▸ ФРАГМЕНТ ДОКУМЕНТА

= = =

Подобная конформационная перестройка валиномицина – это не просто виртуозные гимнастические упражнения. Валиномицин – грузовик, он перевозит ионы калия через клеточную мембрану, активно участвуя тем самым в жизнедеятельности клетки, участвуя в таинстве жизни. Хотя сам он, конечно, не более чем транспортная машина, машина-молекула. (Определение конформационной перестройки валиномицина. Академик Ю. А. Овчинников с сотрудниками. Институт биорганической химии им. М. М. Шемякина АН СССР.)

Пример второй – левые и правые машины. «Киральность» – термин старый, однако, кажется, еще не устоявшийся, иногда вместо него пользуются терминами «спиральность», «закрученность», «ручность». Введены эти термины для того, чтобы подчеркнуть, что два совершенно одинаковых, казалось бы, объекта могут иметь особые пространственные различия, быть как бы зеркальными отражениями друг друга. Могут, как принято говорить, иметь разную киральность. У человека две одинаковые руки разной киральности – правая и левая. Здороваясь, мы протягиваем друг другу руки одинаковой (правой) киральности.

Совершенно одинаковые по всем статьям молекулы также могут иметь разную киральность, как, скажем, совершенно одинаковые здания с совершенно одинаковыми, но направленными в противоположные стороны пристройками-флигелями. Эти одинаковые, но, так сказать, направленные в разные стороны молекулы называют понятно и просто – «левыми» и «правыми». Кристаллы из «левых» или из «правых» молекул были изучены еще великим Пастером. Но как поведут себя эти молекулы в жидкой фазе, в растворе, где они смогут свободно двигаться, объединяться или отталкиваться, демонстрировать свои симпатии и антипатии? Ответить на такой вопрос удалось только в самое последнее время, и обнаружилось при этом, что по некоторым важным показателям соединения из молекул одинаковой киральности имеют заметные преимущества перед точно такими же «лево-правыми» соединениями. Отсюда, может быть, начинается путь к объяснению необъяснимой пока тайны живой природы – все живое построено в основном из молекул одной («левой») киральности.

В то же время в неживой природе ни один из двух видов киральности не имеет преимущества. Вполне возможно, что рождение нашего «левого» живого мира – это не более чем результат случайности. В самых первых химических соединениях, ставших основой для зарождения и развития жизни, «левых» молекул оказалось чуть больше. И это в итоге определило победу «левых» соединений над своими «правыми» конкурентами: подобно снежной лавине, разрастался мир «левых» живых организмов, не попавших в гибельный процесс объединения «левых» и «правых» молекул. (Взаимодействия молекул различной киральности в растворах. Академик М. И. Кабачник, доктор физико-математических наук Э. И. Федин с сотрудниками. Институт элементоорганических соединений АН СССР.)

= = =

▸ ДАННЫЕ
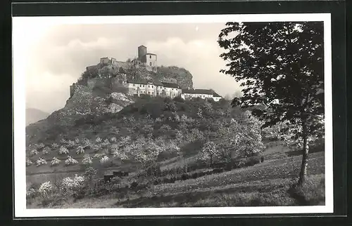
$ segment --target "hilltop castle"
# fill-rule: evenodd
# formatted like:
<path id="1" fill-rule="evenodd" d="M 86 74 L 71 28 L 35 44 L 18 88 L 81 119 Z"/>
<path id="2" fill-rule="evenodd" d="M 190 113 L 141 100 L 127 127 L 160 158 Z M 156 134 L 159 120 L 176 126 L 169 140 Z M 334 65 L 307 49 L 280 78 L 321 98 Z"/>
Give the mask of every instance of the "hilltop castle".
<path id="1" fill-rule="evenodd" d="M 151 80 L 138 79 L 127 74 L 125 68 L 133 67 L 134 68 L 144 67 L 149 72 L 157 72 L 157 55 L 154 53 L 147 52 L 144 46 L 138 47 L 138 58 L 127 61 L 117 61 L 114 58 L 106 57 L 100 58 L 98 65 L 87 67 L 89 74 L 97 74 L 93 77 L 84 77 L 79 79 L 77 83 L 70 86 L 70 95 L 72 97 L 75 93 L 76 85 L 88 86 L 94 88 L 97 86 L 109 87 L 113 91 L 121 91 L 122 88 L 127 95 L 149 95 L 152 96 L 170 97 L 173 98 L 180 96 L 183 99 L 201 98 L 212 98 L 215 101 L 221 99 L 221 96 L 211 90 L 208 89 L 182 89 L 176 83 L 165 82 L 158 80 Z M 99 72 L 99 70 L 94 72 L 97 68 L 108 68 L 111 69 L 111 74 Z"/>
<path id="2" fill-rule="evenodd" d="M 101 65 L 117 65 L 118 62 L 113 58 L 100 58 Z M 149 72 L 155 73 L 157 72 L 158 60 L 156 54 L 148 53 L 146 47 L 143 45 L 138 47 L 138 58 L 133 59 L 131 63 L 137 68 L 144 67 Z"/>

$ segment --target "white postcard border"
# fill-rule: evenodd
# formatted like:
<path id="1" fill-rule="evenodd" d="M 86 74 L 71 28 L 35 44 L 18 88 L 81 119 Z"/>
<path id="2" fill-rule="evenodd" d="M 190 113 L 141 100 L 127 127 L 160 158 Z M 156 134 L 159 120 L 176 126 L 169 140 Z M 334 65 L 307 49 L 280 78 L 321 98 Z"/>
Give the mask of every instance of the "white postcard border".
<path id="1" fill-rule="evenodd" d="M 14 204 L 15 217 L 131 216 L 228 214 L 283 214 L 333 213 L 332 88 L 330 13 L 243 14 L 143 16 L 14 17 L 18 23 L 63 24 L 213 23 L 236 22 L 323 21 L 325 100 L 325 206 L 278 207 L 202 207 L 27 209 L 25 182 L 25 58 L 16 48 L 21 34 L 13 32 Z M 224 26 L 225 27 L 225 26 Z M 220 32 L 220 31 L 219 31 Z"/>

= = =

▸ ЗАДАНИЯ
1. Выведите из фрагмента документа без изменений отрывок от слов «Подобная конформационная перестройка» до слов «Шемякина АН СССР.)» включительно.
2. Ответьте на вопросы по фрагменту документа, пометив ответы теми же буквами.
(a) Что валиномицин перевозит через клеточную мембрану?
(b) Кто изучил кристаллы из «левых» или из «правых» молекул?
(c) Из молекул какой киральности в основном построено все живое?
3. Перескажите абзац фрагмента документа, начинающийся словами «В то же время в неживой природе», в виде краткого списка, сохранив главные факты.

▸ ОТВЕТЫ ПО ЗАДАНИЯМ
1.
Подобная конформационная перестройка валиномицина – это не просто виртуозные гимнастические упражнения. Валиномицин – грузовик, он перевозит ионы калия через клеточную мембрану, активно участвуя тем самым в жизнедеятельности клетки, участвуя в таинстве жизни. Хотя сам он, конечно, не более чем транспортная машина, машина-молекула. (Определение конформационной перестройки валиномицина. Академик Ю. А. Овчинников с сотрудниками. Институт биорганической химии им. М. М. Шемякина АН СССР.)

2.
(a) Ионы калия.
(b) Пастер.
(c) Из «левых» молекул.

3.
- В неживой природе ни один из двух видов киральности не имеет преимущества.
- «Левый» живой мир, возможно, возник в результате случайности.
- В первых химических соединениях, ставших основой жизни, «левых» молекул оказалось чуть больше.
- Это определило победу «левых» соединений над «правыми». Мир «левых» организмов, не попавших в гибельный процесс объединения «левых» и «правых» молекул, разрастался, как снежная лавина.
- Источник: работа «Взаимодействия молекул различной киральности в растворах». Ее авторы — академик М. И. Кабачник и доктор физико-математических наук Э. И. Федин с сотрудниками, Институт элементоорганических соединений АН СССР.